--- Start of Text shown ---

One of the masters of perception management is Vladimir Putin. Quite how he managed to persuade loads of socialists in Western Europe that he was a socialist, while governing a hugely unequal society, I do not come close to understanding.
I am equally baffled how anyone can claim to seriously analyse Russia’s involvement in Syria without mentioning Tartus.

Alessandro
Alessandro
Oct 23, 2016 9:25 PM
Reply to  chrisb

chrisb, I think you may be misinterpreting people’s reasons for taking Russia and Assad’s side in Syria. The issue isn’t whether or not Putin is a socialist, as he very clearly isn’t anything of the kind. It’s that the war in Syria was begun and escalated by reactionary and terrorist groups and NATO military in an attempt to extend their global hegemony. The U.S. is the world’s leading imperial power and doesn’t like it when other countries try to assert their independence – see Nicaragua, Bolivia, Venezuela, the Philippines, Cuba and of course China and Russia. I don’t support Putin, but I will defend other countries’ right to act independently of United States policy.

--- End of Text shown ---
--- Start of Supplied records ---

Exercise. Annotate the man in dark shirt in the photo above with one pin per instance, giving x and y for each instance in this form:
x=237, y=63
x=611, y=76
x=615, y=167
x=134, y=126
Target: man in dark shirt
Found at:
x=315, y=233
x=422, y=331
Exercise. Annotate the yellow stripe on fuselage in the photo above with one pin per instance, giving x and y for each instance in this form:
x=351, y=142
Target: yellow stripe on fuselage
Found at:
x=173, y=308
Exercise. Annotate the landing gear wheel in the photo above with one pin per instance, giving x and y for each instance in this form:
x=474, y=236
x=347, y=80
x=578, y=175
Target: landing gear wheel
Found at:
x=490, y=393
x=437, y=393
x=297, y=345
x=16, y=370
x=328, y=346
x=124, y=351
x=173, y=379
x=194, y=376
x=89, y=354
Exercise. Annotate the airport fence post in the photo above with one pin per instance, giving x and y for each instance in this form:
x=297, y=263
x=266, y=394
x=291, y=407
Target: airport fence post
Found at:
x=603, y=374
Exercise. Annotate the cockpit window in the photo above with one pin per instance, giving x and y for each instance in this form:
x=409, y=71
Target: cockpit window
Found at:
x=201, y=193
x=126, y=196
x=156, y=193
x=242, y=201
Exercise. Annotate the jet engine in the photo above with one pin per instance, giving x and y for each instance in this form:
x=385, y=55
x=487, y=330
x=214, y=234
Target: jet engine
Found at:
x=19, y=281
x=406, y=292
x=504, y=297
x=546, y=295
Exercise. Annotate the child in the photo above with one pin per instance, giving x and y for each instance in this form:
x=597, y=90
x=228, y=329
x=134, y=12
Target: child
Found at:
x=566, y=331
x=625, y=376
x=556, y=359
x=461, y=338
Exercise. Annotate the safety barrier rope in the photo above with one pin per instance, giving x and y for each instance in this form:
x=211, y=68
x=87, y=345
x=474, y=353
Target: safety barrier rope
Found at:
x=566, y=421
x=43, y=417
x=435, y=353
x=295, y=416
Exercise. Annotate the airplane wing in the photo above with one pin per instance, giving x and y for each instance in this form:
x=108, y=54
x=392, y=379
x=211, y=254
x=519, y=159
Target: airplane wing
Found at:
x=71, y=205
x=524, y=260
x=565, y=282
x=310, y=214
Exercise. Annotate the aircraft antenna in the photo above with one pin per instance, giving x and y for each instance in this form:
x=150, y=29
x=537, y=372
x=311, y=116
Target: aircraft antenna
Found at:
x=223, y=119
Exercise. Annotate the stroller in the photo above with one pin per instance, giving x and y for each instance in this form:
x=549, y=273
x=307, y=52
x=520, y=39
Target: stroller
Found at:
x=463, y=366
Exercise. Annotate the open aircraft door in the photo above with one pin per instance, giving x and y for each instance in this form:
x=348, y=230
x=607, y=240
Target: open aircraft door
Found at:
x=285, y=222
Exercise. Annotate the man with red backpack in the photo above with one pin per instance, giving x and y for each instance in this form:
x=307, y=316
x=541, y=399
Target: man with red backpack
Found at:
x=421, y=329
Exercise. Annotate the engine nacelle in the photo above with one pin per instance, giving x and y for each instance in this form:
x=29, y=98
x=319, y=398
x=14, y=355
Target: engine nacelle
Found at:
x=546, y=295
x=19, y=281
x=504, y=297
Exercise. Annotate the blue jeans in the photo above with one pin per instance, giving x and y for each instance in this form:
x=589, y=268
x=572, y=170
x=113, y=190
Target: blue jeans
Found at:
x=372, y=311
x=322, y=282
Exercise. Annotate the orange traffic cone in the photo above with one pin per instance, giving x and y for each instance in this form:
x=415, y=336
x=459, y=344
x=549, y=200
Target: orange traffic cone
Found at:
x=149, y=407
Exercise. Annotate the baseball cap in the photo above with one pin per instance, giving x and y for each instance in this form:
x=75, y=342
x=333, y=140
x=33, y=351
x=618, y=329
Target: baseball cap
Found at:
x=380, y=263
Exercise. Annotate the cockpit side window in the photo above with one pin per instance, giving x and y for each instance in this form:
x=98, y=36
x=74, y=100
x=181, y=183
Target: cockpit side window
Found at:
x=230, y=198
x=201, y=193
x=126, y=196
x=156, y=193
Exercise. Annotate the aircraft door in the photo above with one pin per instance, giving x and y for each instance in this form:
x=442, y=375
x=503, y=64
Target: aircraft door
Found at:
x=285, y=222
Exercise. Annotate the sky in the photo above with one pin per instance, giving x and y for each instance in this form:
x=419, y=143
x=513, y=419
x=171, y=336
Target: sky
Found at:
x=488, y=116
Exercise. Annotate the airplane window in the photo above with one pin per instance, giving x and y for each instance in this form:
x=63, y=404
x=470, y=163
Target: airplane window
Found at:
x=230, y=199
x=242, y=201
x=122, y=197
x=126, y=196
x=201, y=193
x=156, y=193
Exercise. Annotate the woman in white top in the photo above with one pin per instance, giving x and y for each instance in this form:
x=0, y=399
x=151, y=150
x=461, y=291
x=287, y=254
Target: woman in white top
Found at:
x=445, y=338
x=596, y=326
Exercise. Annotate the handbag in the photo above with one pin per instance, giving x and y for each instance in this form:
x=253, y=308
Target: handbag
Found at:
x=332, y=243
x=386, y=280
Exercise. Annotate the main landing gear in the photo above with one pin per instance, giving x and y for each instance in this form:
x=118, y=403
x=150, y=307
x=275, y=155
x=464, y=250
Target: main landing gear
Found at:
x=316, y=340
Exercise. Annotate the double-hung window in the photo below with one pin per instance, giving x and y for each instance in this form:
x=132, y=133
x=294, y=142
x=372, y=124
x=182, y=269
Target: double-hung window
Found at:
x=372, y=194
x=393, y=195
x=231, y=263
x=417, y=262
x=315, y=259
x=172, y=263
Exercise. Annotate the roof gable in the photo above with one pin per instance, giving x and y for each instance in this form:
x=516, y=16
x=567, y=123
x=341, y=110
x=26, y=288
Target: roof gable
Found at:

--- End of Supplied records ---

| What to do |
a) In the comment thread on Russia and Syria, which countries are named as trying to assert their independence from the U.S.?
b) Can you carry the comment thread on Russia and Syria forward from its final sentence?

| The results |
a) Nicaragua, Bolivia, Venezuela, the Philippines, Cuba, China and Russia

b)
Philip Roddis
Philip Roddis
Oct 24, 2016 9:06 AM
Reply to  Alessandro

Well put, Allesandro. I’ve encountered the same misplaced accusation – on the “irony” of socialists defending Putin – in Grauniad BTL exchanges, and with liberals elsewhere. They too assumed the only reason the left would defend a foreign state or leader is that it sees them as also on the left. In January my open letter to an Owen Jones struggling with the same misconceived formula put it thus: “Since America is still the greatest power on earth, its post 1990 behaviour reckless and terrifying, I’m glad we have Vlad. Let me put this more plainly. Should Washington succeed in replacing him with someone more biddable, it would be a Bad Thing for Russians and for progressives everywhere. Not because Putin’s nice – we agree he isn’t – and not because he’s on the left – ditto – but because America unbridled should scare the pants off each and every… Read more »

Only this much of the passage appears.